The problem:
Count how many lines in the data that follows contain the string "below", treating uppercase and lowercase as different. Reply with the number only.
## Begin Records to process
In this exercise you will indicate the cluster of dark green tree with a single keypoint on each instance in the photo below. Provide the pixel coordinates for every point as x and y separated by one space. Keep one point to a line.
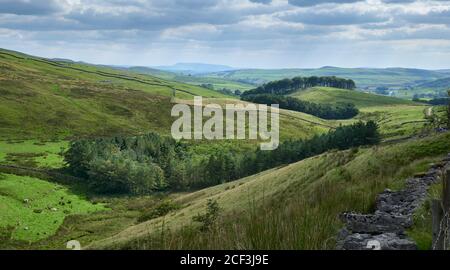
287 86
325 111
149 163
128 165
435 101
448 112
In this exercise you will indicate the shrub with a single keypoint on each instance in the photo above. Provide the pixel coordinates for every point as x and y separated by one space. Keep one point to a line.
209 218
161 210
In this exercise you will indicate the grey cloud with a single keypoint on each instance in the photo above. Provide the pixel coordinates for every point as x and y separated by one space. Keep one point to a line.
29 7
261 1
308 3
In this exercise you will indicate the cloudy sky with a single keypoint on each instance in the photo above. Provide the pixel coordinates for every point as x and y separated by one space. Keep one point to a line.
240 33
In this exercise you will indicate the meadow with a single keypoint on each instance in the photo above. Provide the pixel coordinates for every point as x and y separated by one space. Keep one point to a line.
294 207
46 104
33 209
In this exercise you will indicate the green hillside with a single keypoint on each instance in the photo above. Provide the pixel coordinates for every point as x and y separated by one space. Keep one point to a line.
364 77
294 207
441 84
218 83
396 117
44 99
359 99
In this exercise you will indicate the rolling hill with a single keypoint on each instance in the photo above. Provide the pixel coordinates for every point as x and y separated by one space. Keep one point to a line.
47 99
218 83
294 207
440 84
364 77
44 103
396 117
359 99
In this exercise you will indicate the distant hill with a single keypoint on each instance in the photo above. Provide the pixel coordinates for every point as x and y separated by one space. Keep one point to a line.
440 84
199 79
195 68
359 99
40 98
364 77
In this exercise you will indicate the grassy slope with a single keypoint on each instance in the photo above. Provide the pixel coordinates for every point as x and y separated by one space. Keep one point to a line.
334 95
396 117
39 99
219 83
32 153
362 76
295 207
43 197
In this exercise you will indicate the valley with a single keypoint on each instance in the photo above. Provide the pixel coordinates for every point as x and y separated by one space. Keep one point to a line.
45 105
## End Records to process
## Begin Records to process
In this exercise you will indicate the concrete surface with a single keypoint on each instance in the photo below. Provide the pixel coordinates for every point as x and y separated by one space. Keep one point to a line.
## End Records to process
Finished task:
2